If you have vision problems, you’ve probably wished there was an easy way to see perfectly. Maybe contacts didn’t work for you and you’re sick of losing or breaking your glasses. After all, it doesn’t seem fair that you can fix your teeth with braces but you just have to live with poor vision. What if we told you there were braces for your eyes? As orthodontia means “straighten teeth,” orthokeratology (the older parent name of overnight corneal reshaping) means to straighten corneas.
How Are OCR Like Braces for Your Eyes?
Braces work by applying steady pressure to reposition your teeth. Overnight Corneal Reshaping (OCR) is like braces for your eyes! OCR is a very precise reshaping of the surface of the eye (the cornea) to reduce or eliminate myopia (nearsightedness) and astigmatism. The change to the eye occurs rapidly through the use of specially fitted gas permeable contact lenses which are worn at night while we are sleeping.
How Does OCR Work?
One way to think of it is to visualize the eye as a soft water balloon of sorts: If you placed a gently fitted mold over the balloon, eventually the fluid would redistribute and redefine the surface shape. Likewise, as you sleep, the lenses exert a gentle pressure on the cornea to change the shape of the surface. The result is that you wake up in the morning, remove the OCR lenses, and can go about your day with 20/20 vision or better.
Much like how you may have had to wear a retainer after getting your braces off, OCR requires consistent wearing of the special oxygen permeable lenses. The technology behind OCR is highly advanced corneal scanning and topographical mapping. This noninvasive imaging is called corneal topography (photokeratoscopy/videokeratography). The lenses are designed using computer-aided design and computer-numeric controlled lathes to create your custom lenses.

Entries shown:
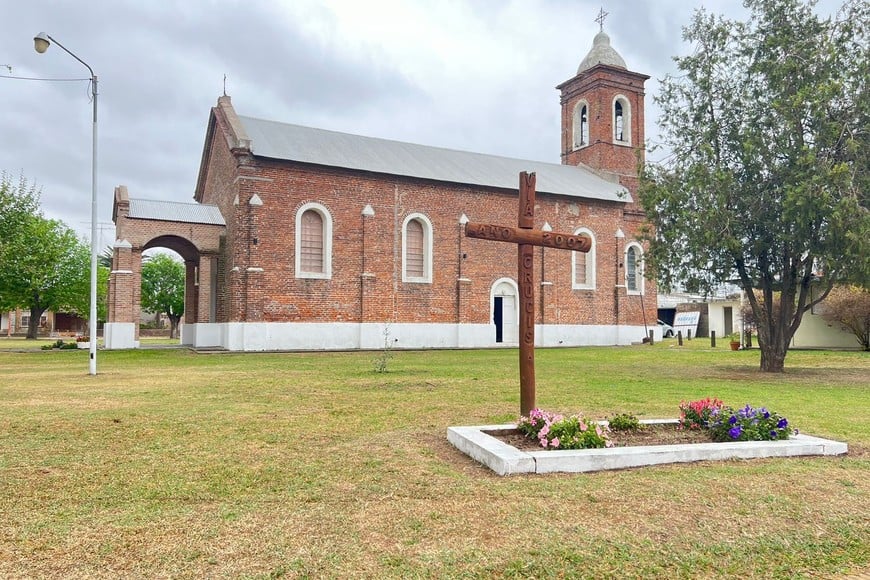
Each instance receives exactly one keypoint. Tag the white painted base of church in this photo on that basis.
(268, 336)
(120, 335)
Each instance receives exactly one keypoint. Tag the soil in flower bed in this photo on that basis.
(664, 434)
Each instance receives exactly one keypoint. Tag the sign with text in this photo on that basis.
(687, 322)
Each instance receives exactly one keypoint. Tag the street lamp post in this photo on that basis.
(41, 42)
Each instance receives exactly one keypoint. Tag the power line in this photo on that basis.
(17, 78)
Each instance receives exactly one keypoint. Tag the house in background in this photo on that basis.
(16, 321)
(724, 316)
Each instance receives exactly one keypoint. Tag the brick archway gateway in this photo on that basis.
(193, 230)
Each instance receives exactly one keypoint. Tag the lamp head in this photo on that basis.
(41, 42)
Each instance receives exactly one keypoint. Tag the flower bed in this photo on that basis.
(745, 433)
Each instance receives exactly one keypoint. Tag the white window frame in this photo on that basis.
(590, 283)
(427, 249)
(638, 269)
(327, 241)
(577, 131)
(626, 119)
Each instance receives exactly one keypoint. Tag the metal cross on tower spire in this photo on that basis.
(600, 18)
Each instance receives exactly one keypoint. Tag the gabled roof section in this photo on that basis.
(173, 211)
(321, 147)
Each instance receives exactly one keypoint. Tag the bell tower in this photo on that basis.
(603, 113)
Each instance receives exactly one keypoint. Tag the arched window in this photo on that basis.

Parts of the exercise:
1. List every name the overnight corneal reshaping passage gives for the noninvasive imaging behind the custom lenses.
2. From the overnight corneal reshaping passage, reproduce the part that opens with the words containing "How Are OCR" and closes with "Does OCR Work?".

Outputs for the tasks:
1.
- corneal topography
- photokeratoscopy
- videokeratography

2.
How Are OCR Like Braces for Your Eyes?
Braces work by applying steady pressure to reposition your teeth. Overnight Corneal Reshaping (OCR) is like braces for your eyes! OCR is a very precise reshaping of the surface of the eye (the cornea) to reduce or eliminate myopia (nearsightedness) and astigmatism. The change to the eye occurs rapidly through the use of specially fitted gas permeable contact lenses which are worn at night while we are sleeping.
How Does OCR Work?